Required task
How many lines of the listing below contain the word "green"? Reply with the number alone.

-.-.-

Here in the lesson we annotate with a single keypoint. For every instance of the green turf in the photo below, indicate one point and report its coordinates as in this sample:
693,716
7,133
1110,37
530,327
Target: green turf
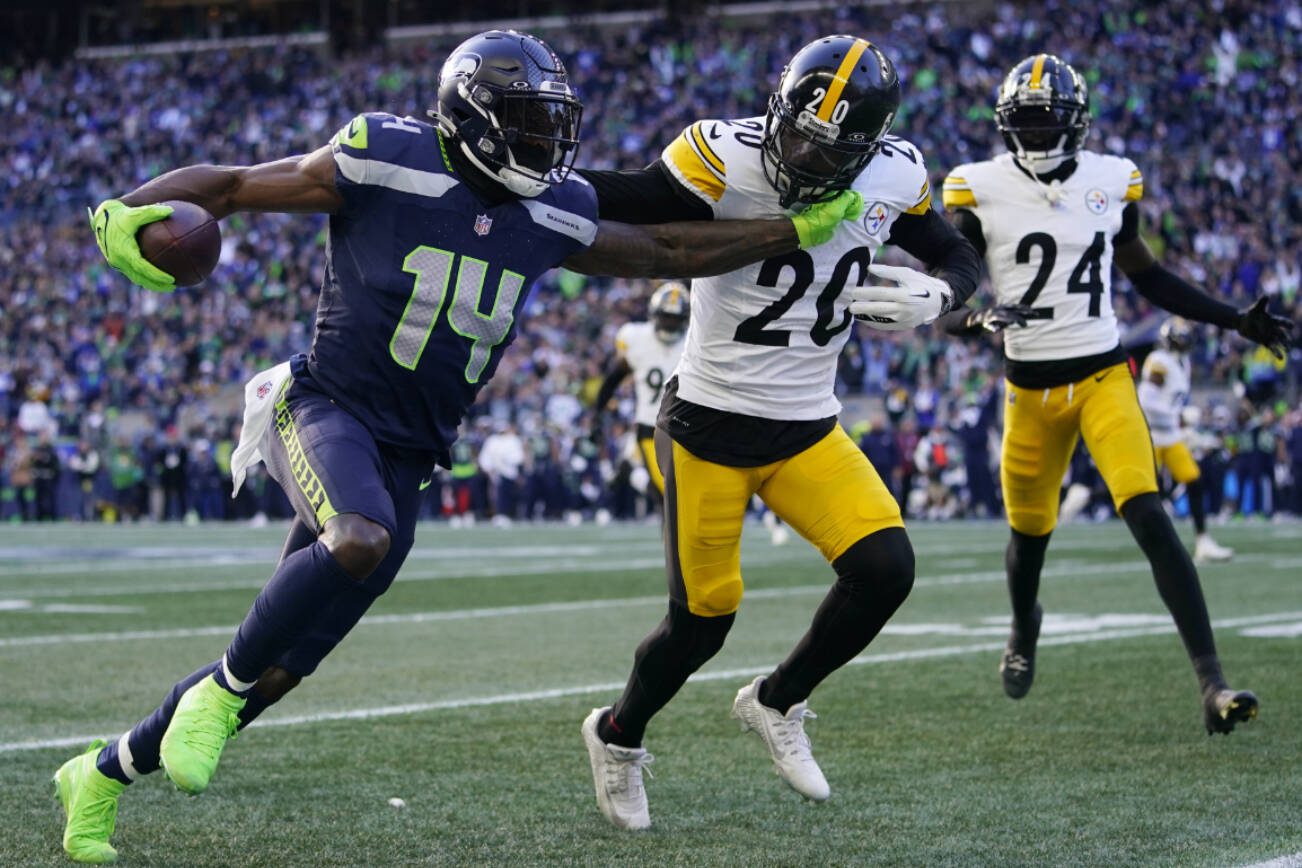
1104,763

-.-.-

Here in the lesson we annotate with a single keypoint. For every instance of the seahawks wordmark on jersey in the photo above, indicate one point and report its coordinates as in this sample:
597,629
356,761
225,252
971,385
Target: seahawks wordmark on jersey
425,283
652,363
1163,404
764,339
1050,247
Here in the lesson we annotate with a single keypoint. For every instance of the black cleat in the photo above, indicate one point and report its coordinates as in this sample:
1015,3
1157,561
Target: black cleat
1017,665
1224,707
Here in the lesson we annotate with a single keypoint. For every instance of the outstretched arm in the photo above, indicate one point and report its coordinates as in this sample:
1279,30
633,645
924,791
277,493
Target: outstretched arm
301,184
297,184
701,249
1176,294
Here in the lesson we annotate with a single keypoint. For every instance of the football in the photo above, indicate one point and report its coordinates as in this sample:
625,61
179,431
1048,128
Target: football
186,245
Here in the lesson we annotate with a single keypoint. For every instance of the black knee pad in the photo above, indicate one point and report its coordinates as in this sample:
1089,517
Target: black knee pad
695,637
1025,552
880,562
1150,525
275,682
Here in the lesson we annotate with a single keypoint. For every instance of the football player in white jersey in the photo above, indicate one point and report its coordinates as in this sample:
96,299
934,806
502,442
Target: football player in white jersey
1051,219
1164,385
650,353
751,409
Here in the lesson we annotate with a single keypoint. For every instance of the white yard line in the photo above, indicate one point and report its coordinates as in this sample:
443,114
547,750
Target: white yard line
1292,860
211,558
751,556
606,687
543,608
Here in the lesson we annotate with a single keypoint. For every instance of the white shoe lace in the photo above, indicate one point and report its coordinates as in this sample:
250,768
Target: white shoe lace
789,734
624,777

-.-.-

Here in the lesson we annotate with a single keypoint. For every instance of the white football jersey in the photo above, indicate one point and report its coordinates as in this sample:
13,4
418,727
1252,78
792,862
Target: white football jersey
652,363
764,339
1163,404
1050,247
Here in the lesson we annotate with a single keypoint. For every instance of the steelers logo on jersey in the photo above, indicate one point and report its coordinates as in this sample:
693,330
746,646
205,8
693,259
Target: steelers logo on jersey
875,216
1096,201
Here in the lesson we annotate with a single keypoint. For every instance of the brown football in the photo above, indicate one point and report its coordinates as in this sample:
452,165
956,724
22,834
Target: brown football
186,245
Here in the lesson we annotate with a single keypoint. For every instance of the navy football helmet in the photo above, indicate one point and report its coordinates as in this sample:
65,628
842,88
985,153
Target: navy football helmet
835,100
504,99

-.-.-

Solution to this task
2